AB - A votre avis, DRM, peer-to-peer et logiciels libres sont-ils incompatibles ?

FC - DRM s'entendait à l'origine comme "gestion des droits numériques", mais aujourd'hui, ce terme définit surtout un dispositif de contrôle des usages de l'utilisateur. Ainsi, le projet de loi DADVSI parle de "mesures techniques de protection" (MTP).

Rappelons qu'une licence de logiciel libre donne tout contrôle à l'utilisateur sur son logiciel. Elle lui permet de l'utiliser, de l'étudier, de le modifier pour ses besoins et de le redistribuer. Or, les DRM reposent sur le secret, secret qui doit permettre le contrôle du système de l'utilisateur. À l'inverse, les logiciels libres, reposant sur l'ouverture et la transparence, empêchent le contrôle du système de l'utilisateur.

Un DRM, en logiciel libre, serait un logiciel de contrôle des actes de l'utilisateur qui lui donne également la permission pratique et légale de s'affranchir de ce contrôle, cela n'aurait aucun sens.

Concernant le P2P, rappelons juste que les logiciels de P2P sont des outils permettant d'échanger des données de "pair à pair" ou "d'égal à égal". Il existe des logiciels de P2P libres et d'autres propriétaires.

• [MATÉRIEL PRÉSENTÉ]
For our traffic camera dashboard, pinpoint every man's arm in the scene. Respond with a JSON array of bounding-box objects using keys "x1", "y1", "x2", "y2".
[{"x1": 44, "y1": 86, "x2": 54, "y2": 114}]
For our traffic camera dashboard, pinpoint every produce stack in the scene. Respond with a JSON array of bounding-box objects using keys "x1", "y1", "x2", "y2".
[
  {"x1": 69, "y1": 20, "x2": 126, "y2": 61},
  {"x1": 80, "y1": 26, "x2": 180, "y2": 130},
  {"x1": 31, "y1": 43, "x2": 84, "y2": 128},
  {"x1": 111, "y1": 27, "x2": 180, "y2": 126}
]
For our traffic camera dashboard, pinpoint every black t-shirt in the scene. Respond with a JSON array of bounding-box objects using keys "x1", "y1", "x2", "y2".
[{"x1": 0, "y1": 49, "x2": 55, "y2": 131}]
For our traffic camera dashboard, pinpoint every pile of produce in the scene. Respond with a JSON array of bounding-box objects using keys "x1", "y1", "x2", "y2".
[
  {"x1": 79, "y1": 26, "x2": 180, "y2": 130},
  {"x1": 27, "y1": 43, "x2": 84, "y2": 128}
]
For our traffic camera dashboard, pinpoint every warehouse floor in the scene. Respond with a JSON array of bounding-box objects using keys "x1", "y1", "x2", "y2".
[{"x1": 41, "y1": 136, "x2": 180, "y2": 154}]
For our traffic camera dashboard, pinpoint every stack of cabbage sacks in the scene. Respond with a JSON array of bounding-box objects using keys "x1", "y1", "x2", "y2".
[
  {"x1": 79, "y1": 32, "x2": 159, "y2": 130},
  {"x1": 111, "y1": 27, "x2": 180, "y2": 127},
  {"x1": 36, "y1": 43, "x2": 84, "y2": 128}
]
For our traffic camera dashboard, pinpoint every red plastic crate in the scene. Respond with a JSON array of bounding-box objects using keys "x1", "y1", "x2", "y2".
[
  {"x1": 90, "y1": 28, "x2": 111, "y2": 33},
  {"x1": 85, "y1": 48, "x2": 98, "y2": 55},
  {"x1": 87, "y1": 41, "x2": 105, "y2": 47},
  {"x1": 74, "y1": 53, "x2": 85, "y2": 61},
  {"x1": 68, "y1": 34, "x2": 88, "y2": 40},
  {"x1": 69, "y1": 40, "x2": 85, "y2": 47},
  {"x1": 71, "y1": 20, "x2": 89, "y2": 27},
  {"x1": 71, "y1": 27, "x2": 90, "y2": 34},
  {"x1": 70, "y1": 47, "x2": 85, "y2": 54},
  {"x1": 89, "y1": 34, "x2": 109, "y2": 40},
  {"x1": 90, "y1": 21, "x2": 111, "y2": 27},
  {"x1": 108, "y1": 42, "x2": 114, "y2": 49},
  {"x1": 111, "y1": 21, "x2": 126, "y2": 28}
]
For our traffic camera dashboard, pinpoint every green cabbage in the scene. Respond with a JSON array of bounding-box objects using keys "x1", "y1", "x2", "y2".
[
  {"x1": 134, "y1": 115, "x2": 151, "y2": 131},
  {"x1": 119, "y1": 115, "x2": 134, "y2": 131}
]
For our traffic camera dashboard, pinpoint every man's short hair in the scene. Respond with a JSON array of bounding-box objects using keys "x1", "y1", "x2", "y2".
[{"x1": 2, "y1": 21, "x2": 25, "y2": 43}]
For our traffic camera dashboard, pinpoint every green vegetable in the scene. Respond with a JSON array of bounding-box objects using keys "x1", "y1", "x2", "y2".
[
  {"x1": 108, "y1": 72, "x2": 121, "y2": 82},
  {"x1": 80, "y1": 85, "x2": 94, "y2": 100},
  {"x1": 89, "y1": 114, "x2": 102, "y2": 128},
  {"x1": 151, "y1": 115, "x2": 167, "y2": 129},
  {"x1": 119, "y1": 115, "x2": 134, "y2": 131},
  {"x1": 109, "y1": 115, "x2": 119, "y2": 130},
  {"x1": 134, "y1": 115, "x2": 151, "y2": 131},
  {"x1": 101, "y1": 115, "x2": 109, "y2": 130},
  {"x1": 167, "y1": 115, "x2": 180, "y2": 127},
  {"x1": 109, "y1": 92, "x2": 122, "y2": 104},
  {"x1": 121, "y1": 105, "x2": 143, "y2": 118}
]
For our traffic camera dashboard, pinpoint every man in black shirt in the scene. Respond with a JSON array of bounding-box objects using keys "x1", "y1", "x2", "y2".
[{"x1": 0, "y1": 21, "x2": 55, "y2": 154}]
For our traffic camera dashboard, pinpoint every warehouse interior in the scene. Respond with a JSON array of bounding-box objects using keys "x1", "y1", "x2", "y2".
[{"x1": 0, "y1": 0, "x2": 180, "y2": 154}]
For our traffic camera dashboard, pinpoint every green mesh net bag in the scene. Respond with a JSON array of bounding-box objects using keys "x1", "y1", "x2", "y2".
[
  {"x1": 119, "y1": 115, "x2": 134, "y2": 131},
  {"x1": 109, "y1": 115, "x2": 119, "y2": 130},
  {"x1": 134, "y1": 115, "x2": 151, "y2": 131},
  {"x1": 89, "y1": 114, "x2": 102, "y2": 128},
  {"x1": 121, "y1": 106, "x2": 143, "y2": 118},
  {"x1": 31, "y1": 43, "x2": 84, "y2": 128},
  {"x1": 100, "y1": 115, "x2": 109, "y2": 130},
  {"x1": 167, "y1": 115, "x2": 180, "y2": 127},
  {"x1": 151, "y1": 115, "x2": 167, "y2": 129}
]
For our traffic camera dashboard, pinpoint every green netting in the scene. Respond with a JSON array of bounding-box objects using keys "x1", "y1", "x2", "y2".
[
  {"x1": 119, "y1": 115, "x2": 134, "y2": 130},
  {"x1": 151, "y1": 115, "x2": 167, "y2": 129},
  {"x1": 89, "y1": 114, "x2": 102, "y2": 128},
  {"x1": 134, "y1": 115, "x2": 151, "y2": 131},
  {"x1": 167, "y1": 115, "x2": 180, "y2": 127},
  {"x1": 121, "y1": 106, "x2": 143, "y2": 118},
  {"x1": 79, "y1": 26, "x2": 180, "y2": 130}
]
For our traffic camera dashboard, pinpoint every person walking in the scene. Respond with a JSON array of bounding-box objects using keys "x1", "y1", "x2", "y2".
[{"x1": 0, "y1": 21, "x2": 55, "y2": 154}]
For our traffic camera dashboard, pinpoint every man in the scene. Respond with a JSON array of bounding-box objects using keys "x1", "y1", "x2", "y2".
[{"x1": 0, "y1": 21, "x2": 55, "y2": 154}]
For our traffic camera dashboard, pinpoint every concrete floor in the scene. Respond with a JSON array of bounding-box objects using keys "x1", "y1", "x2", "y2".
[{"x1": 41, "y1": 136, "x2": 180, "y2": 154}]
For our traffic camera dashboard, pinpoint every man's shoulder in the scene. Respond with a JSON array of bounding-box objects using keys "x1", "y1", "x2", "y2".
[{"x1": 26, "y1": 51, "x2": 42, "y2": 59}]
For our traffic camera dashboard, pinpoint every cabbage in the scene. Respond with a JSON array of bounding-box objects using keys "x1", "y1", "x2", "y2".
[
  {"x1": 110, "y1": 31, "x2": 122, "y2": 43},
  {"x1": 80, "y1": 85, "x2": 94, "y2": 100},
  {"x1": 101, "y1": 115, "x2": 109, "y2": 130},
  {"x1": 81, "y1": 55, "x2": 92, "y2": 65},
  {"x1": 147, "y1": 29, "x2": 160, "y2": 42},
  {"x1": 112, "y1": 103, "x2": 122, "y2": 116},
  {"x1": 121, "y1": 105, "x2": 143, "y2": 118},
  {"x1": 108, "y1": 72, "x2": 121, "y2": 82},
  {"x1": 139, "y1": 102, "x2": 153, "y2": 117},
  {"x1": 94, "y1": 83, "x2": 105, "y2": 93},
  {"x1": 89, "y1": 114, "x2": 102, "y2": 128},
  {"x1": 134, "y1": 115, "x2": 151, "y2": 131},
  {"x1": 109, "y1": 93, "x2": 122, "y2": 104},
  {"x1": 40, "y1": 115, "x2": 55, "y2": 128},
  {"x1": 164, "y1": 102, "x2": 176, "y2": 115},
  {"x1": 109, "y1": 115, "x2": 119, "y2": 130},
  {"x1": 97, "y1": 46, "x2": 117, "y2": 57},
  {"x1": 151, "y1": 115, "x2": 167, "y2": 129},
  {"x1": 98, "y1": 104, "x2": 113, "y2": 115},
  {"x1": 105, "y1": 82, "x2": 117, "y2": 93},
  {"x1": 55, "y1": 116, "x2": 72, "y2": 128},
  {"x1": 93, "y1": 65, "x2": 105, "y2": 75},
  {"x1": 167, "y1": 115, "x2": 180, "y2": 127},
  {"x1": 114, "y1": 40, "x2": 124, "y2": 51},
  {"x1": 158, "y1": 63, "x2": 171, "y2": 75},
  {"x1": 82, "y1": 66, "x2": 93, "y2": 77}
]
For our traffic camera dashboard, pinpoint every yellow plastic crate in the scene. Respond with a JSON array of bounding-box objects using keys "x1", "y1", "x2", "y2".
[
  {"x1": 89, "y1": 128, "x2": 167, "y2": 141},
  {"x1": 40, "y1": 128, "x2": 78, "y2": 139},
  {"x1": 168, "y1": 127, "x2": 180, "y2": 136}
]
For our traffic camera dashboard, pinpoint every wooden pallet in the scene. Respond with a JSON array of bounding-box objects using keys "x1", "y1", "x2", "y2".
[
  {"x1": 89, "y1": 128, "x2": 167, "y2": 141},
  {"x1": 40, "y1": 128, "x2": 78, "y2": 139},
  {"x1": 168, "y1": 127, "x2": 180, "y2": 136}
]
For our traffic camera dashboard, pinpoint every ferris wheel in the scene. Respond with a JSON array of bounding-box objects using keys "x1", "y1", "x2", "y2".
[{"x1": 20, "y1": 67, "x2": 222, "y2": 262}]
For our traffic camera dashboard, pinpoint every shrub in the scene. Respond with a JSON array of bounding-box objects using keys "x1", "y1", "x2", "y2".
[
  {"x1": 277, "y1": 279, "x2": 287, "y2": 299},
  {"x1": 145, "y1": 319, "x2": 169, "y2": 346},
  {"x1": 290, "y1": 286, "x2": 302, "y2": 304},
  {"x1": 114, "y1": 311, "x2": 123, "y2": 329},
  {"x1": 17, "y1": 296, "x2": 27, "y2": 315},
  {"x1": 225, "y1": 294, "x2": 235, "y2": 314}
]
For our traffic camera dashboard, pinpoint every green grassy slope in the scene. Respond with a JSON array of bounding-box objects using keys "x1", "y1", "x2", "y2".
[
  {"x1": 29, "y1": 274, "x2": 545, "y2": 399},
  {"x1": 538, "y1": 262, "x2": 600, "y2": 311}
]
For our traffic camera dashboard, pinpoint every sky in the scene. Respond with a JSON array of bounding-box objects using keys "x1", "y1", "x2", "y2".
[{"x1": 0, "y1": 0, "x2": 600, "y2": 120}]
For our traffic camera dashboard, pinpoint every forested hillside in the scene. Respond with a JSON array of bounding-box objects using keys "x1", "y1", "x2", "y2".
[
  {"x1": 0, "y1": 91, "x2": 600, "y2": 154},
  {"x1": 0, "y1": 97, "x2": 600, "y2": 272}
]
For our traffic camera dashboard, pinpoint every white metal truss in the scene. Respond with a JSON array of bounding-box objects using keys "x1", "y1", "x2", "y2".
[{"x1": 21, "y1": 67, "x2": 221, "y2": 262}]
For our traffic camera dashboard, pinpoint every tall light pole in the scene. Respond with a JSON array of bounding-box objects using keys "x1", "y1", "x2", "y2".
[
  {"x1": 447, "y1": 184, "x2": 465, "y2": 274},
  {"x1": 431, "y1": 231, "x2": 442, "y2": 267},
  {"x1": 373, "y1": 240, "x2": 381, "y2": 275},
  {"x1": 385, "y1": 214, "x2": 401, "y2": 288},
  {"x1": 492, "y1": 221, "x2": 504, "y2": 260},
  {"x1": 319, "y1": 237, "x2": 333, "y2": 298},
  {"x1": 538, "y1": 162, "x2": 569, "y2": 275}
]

* * *

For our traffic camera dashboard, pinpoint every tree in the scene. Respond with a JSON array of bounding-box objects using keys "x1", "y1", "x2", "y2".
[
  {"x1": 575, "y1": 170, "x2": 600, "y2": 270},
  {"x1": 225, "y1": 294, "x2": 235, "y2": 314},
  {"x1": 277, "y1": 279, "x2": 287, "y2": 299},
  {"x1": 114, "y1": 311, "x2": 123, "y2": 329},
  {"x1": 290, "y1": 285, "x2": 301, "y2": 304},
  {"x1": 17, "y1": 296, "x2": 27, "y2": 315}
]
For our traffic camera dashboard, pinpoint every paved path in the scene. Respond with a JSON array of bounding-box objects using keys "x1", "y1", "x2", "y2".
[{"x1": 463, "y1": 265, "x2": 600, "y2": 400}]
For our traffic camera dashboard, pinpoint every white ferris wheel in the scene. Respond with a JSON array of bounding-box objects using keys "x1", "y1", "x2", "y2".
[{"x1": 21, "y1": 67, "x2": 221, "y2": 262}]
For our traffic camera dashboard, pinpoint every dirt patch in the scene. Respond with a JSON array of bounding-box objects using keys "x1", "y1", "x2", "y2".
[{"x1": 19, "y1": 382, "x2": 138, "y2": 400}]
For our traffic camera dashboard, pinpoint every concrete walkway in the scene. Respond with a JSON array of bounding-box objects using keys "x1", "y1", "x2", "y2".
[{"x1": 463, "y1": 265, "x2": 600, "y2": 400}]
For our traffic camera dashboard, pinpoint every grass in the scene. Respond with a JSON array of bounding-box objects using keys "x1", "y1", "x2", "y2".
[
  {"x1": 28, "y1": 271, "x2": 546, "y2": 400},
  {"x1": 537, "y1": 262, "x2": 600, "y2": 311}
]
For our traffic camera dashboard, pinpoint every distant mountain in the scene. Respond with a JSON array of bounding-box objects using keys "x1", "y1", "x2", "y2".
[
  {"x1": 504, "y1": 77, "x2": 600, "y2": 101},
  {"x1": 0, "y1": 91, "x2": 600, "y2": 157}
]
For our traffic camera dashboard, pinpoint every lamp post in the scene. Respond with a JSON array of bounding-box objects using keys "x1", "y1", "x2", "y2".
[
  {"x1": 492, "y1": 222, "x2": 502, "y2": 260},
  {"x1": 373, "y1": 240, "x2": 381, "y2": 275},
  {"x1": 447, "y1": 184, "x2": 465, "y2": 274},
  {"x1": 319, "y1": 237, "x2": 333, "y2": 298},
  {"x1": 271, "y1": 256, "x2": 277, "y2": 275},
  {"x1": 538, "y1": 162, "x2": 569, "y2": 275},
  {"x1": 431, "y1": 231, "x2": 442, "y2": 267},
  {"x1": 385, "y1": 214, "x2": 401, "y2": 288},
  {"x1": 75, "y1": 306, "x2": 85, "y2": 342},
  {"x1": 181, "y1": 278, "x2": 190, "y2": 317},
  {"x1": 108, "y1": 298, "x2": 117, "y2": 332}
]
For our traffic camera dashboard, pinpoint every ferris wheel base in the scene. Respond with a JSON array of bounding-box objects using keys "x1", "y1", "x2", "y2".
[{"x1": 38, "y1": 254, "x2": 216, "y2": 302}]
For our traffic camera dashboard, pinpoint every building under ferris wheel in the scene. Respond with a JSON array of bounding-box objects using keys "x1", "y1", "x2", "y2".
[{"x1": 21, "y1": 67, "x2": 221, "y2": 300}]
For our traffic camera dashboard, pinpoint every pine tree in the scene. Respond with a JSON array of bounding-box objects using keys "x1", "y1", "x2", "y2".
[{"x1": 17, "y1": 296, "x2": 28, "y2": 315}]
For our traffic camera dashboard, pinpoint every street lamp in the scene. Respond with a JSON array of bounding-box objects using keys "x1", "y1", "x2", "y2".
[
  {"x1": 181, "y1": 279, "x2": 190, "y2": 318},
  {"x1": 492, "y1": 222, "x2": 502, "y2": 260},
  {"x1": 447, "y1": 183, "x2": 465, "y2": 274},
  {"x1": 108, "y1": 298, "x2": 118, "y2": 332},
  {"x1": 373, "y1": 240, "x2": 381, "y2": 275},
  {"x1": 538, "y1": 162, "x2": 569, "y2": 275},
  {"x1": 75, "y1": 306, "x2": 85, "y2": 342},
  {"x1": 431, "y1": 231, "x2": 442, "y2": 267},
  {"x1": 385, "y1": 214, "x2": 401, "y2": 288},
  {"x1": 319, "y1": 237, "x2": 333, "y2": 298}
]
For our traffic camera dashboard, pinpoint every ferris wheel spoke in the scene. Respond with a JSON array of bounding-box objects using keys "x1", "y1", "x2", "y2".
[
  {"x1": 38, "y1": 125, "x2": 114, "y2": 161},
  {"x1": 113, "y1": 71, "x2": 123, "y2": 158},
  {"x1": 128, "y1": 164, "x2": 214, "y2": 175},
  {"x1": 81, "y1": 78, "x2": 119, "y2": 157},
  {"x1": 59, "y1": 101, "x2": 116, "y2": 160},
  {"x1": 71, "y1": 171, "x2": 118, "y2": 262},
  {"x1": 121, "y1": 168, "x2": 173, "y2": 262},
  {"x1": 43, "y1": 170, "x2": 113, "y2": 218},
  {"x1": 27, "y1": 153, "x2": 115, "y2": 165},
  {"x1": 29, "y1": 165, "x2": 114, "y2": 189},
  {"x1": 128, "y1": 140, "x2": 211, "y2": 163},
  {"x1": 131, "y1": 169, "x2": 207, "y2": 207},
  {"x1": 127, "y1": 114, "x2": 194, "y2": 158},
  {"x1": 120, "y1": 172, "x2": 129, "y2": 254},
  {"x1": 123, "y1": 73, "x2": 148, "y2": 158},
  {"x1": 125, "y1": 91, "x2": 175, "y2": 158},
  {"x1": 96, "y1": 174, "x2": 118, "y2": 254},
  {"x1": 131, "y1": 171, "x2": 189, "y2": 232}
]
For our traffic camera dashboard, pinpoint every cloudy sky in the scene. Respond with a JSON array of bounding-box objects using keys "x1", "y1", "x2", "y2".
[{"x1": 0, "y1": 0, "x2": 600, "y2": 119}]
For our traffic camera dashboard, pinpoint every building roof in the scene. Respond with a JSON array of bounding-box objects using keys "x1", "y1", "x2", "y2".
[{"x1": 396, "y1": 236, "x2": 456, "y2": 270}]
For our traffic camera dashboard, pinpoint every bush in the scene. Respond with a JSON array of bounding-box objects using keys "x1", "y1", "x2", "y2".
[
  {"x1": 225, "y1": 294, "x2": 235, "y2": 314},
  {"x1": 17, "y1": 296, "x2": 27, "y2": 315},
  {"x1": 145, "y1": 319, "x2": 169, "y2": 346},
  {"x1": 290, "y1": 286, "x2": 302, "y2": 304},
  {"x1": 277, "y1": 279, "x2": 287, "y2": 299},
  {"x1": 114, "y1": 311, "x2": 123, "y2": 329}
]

• [VOTRE CONSIGNE]
Prolongez, s'il vous plaît, le texte sur les DRM et les logiciels libres en reprenant juste après sa dernière phrase.

• [CORRIGÉ]
AB - Quelle sera la marge de manœuvre des éditeurs de logiciels si le projet "droit d'auteur et droits voisins dans la société de l'information" fait loi et transpose ainsi la directive européenne sur le copyright (EUCD) ?

FC - Le projet de loi crée une responsabilité disproportionnée du fait d'autrui en rendant les éditeurs de logiciels d'échanges de fichiers numériques responsables des actes de leurs utilisateurs.

Le projet de loi DADVSI, notamment les amendements dits "Vivendi Universal", menace la compétitivité des entreprises françaises et porte clairement atteinte aux principes de neutralité de la technique et de responsabilité individuelle.

Il en résulte une insécurité juridique qui déstabilise la libre concurrence sur le marché du logiciel et freine les petites entreprises innovantes ("chilling effect"), l'industrie logicielle européenne est composée majoritairement de PME. Cette insécurité juridique inquiète également certaines grandes sociétés telles que Sun.

La marge de manoeuvre des éditeurs de logiciels va donc être très fortement réduite. Demain, tout logiciel permettant un usage nouveau devra passer par le filtre des majors. Ce qui est évidemment inacceptable.

AB - Quelle alternative propose l'APRIL ?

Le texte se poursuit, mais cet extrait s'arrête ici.